### Document segment
*-*-*
On 8/22/14, 7:09 AM, Miklos Szeredi wrote:
> On Thu, Aug 21, 2014 at 6:09 PM, Maxim Patlasov <MPatlasov@parallels.com> wrote:
>> Synchronous release ensures that kernel fuse reports to userspace exactly
>> last fput(). However, nothing guarantees that last fput() will happen in the
>> context of close(2). So userspace applications must be prepared to the
>> situation when close(2) returned, but processing of FUSE_RELEASE is not
>> completed by fuse daemon yet. To make testing such use cases easier, the
>> patch introduces DISABLE_SYNC_RELEASE mount option which effectively mask out
>> FOPEN_SYNC_RELEASE flag.
>
> Why not make this an INIT flag?  Much easier to add support for in userspace.
*-*-*
Can you reproduce the FUSE release discussion above word for word, starting with "On 8/22/14, 7:09" and going on through "for in userspace."?

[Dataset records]
*-*-*
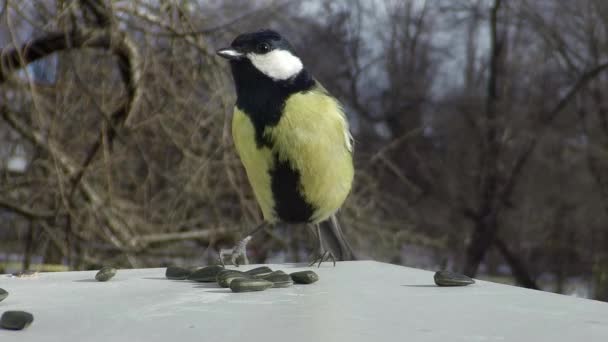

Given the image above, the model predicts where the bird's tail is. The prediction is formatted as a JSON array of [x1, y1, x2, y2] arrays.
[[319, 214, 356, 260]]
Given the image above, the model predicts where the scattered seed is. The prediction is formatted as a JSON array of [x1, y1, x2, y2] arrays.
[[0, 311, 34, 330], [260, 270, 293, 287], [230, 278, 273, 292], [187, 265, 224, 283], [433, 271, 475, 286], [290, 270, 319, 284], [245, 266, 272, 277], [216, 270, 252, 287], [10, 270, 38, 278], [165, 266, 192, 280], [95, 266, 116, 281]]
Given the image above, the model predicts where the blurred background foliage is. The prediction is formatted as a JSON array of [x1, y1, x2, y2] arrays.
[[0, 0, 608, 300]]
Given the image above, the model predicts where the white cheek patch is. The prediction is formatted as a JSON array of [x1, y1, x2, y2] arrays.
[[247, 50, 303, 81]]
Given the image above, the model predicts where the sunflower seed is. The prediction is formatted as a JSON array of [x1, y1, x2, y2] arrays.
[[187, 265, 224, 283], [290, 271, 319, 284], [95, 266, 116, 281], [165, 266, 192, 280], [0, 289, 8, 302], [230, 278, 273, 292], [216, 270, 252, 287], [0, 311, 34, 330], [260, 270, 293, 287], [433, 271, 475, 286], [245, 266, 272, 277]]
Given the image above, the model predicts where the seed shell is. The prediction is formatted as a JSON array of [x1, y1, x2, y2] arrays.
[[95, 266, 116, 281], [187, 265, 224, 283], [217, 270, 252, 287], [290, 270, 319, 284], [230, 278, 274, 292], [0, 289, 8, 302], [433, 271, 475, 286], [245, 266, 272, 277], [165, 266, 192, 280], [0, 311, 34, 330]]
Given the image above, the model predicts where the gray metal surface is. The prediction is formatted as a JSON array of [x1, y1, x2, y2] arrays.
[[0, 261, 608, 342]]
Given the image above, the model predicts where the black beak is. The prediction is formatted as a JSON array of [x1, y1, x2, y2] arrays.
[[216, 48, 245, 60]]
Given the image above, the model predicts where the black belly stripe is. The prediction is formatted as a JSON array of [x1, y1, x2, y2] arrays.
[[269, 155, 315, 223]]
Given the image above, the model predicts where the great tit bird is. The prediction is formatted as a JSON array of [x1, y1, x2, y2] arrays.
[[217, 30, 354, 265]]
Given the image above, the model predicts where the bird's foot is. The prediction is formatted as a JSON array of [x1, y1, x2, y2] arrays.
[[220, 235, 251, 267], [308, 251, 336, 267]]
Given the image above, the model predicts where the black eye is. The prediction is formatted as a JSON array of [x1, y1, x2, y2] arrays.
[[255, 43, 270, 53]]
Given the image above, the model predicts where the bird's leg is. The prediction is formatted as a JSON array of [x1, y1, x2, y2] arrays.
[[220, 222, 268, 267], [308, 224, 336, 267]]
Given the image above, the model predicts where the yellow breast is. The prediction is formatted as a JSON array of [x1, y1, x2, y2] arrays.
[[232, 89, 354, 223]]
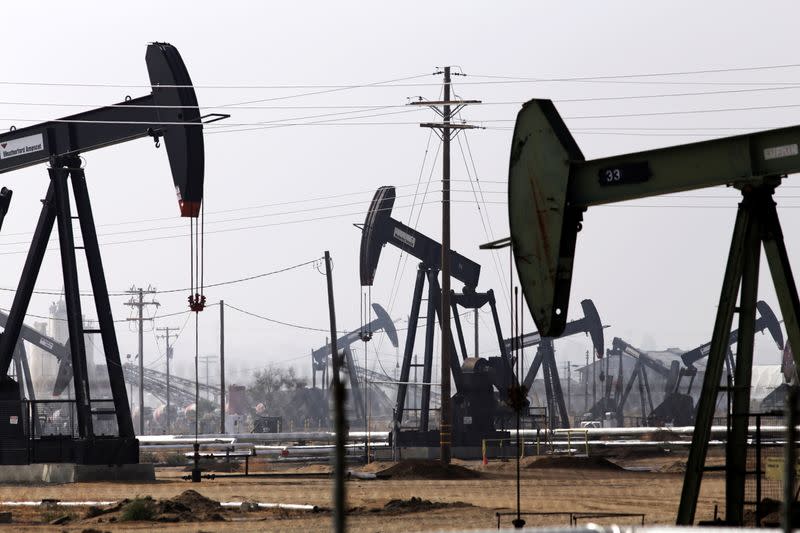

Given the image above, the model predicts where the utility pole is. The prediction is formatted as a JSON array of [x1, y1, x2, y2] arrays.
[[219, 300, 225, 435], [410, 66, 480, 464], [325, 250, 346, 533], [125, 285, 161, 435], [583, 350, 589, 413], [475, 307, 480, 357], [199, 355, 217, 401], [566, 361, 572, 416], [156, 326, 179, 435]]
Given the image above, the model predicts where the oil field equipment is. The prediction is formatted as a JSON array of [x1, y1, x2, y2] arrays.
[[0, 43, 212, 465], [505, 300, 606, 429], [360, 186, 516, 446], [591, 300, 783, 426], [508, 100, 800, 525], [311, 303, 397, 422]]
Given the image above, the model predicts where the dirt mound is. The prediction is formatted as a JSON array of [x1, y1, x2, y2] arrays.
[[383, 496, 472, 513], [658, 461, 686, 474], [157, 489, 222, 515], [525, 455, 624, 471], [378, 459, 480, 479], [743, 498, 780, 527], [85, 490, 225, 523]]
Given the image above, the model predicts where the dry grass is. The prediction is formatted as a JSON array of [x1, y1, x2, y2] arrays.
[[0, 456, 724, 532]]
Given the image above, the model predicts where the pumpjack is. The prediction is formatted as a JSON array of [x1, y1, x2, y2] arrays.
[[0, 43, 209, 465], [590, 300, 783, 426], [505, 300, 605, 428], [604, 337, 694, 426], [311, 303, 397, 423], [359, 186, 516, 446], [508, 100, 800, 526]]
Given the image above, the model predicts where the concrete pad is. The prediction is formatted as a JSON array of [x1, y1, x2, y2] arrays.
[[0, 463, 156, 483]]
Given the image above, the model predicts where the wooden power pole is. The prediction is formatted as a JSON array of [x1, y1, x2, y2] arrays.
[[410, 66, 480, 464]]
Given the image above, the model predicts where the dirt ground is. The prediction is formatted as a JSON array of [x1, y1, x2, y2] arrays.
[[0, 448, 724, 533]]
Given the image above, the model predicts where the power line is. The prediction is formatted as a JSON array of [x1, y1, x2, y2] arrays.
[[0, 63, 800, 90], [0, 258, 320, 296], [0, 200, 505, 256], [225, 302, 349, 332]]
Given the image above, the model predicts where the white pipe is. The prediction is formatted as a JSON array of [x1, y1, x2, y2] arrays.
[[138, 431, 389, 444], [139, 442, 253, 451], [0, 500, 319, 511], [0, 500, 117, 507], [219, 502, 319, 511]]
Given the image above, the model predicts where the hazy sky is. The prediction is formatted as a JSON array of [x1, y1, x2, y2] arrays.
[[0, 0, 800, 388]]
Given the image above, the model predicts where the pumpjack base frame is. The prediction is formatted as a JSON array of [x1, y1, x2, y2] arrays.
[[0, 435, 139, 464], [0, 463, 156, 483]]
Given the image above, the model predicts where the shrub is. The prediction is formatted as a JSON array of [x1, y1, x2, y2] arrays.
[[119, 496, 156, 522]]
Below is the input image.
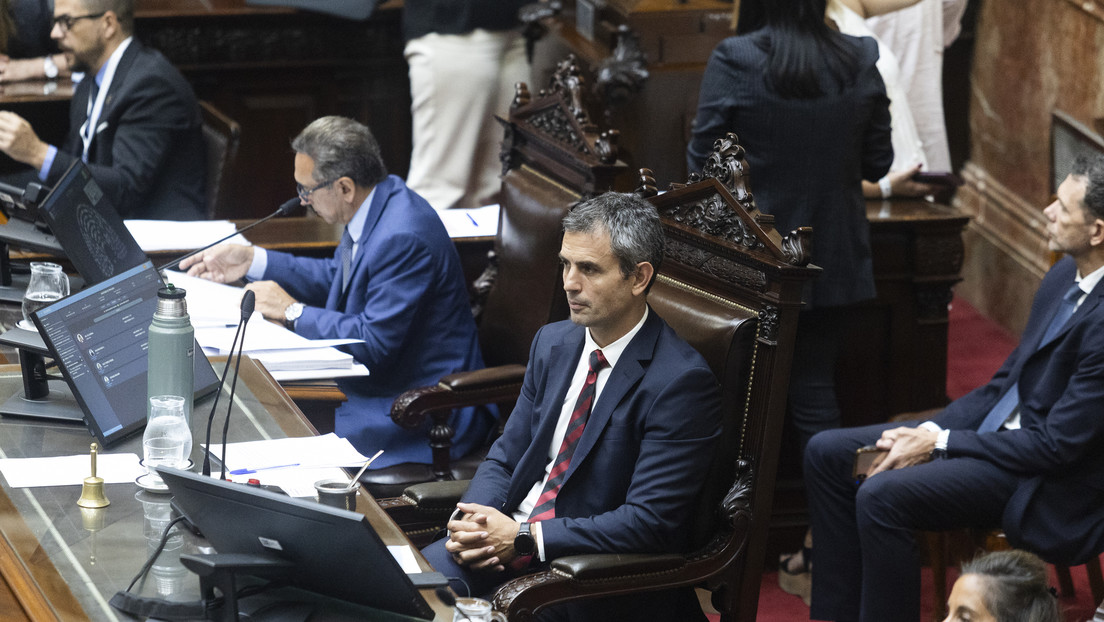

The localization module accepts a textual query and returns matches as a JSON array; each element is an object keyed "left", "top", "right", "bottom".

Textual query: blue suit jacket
*-*-*
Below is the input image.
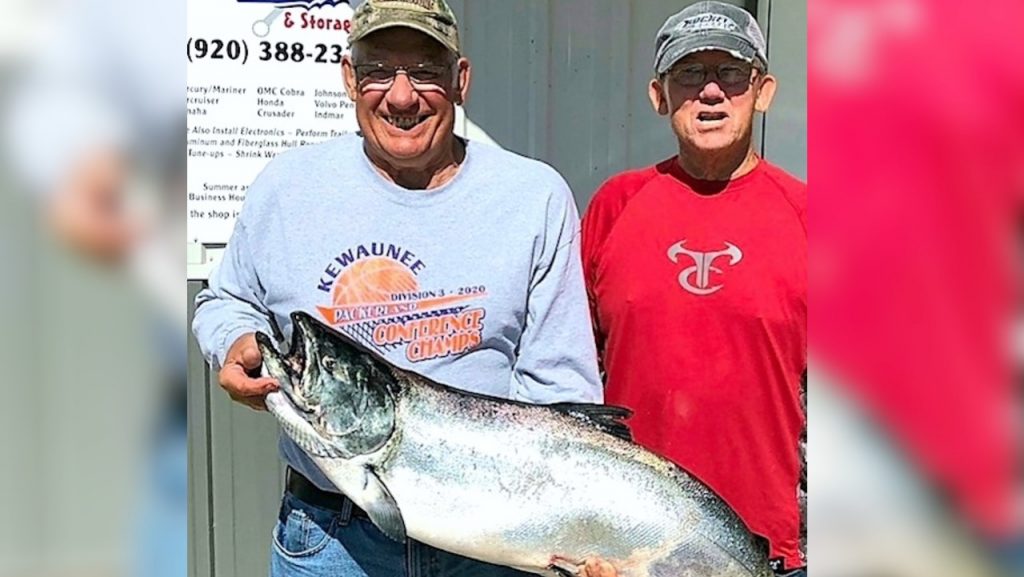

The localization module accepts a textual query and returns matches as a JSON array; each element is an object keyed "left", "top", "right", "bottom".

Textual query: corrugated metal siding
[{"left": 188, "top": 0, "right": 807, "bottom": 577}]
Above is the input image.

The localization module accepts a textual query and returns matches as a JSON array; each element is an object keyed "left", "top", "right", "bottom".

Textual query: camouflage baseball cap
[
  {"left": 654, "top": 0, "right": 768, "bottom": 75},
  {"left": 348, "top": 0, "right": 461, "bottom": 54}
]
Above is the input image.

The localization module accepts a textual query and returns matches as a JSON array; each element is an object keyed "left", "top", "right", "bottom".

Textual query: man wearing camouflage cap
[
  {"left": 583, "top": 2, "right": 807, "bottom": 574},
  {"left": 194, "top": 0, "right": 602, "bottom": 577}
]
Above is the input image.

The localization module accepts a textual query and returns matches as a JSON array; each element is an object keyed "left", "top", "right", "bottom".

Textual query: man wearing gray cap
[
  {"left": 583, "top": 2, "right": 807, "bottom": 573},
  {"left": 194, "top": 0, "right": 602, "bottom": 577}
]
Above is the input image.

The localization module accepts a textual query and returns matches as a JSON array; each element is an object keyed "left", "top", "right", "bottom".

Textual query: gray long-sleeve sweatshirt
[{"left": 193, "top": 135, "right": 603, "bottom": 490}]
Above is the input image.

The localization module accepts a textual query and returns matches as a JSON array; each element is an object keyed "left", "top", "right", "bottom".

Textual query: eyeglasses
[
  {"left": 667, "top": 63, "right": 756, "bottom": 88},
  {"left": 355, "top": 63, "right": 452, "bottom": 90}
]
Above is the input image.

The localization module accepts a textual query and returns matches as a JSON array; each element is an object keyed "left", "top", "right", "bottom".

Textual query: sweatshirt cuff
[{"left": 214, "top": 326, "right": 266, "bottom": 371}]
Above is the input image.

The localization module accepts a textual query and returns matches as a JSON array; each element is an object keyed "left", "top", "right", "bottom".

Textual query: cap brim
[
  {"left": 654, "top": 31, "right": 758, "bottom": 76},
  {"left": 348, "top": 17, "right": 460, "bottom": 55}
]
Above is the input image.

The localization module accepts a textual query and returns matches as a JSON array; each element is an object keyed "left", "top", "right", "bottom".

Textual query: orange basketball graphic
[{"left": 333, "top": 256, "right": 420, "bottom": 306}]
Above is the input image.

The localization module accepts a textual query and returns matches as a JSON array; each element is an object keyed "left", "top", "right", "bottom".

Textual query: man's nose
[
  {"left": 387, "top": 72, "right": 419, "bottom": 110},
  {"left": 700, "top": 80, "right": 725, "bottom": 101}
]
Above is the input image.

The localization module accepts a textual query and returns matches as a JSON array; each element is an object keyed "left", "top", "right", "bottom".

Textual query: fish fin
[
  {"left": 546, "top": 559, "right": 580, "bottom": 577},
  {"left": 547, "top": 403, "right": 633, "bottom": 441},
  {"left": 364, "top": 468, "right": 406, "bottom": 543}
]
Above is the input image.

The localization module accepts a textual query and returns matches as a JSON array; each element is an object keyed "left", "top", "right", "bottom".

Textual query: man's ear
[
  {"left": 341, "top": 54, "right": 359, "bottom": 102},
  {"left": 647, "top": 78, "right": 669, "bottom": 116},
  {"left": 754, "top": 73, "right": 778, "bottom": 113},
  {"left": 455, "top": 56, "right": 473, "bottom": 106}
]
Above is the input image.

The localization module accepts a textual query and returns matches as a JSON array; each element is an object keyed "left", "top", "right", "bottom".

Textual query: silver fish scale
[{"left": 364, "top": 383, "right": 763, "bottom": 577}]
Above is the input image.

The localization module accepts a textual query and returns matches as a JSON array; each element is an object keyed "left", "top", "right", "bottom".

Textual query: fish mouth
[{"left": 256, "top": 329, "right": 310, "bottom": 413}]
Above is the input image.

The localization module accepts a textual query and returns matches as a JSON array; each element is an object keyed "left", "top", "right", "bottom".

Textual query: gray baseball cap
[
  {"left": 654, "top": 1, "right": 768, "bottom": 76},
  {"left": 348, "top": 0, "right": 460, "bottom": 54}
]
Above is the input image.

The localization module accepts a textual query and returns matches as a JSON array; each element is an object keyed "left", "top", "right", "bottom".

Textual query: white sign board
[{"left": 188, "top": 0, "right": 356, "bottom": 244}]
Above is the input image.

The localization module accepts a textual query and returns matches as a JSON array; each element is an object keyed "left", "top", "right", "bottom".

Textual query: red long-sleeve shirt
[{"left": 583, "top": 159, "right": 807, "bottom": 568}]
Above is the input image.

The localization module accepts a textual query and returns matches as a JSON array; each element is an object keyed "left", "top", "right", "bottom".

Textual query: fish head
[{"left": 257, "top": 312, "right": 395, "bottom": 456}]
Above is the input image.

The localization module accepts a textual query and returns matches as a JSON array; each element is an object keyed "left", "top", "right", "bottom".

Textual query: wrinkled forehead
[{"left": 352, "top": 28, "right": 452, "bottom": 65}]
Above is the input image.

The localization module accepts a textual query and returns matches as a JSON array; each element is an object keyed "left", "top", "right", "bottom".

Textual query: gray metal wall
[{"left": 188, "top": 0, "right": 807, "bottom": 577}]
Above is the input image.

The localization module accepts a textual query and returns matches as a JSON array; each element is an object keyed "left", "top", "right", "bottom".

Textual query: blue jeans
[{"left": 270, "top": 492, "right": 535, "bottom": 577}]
*-*-*
### Written reply
On 8/22/14, 7:09 AM, Miklos Szeredi wrote:
> On Thu, Aug 21, 2014 at 6:09 PM, Maxim Patlasov <MPatlasov@parallels.com> wrote:
>> Synchronous release ensures that kernel fuse reports to userspace exactly
>> last fput(). However, nothing guarantees that last fput() will happen in the
>> context of close(2). So userspace applications must be prepared to the
>> situation when close(2) returned, but processing of FUSE_RELEASE is not
>> completed by fuse daemon yet. To make testing such use cases easier, the
>> patch introduces DISABLE_SYNC_RELEASE mount option which effectively mask out
>> FOPEN_SYNC_RELEASE flag.
>
> Why not make this an INIT flag?  Much easier to add support for in userspace.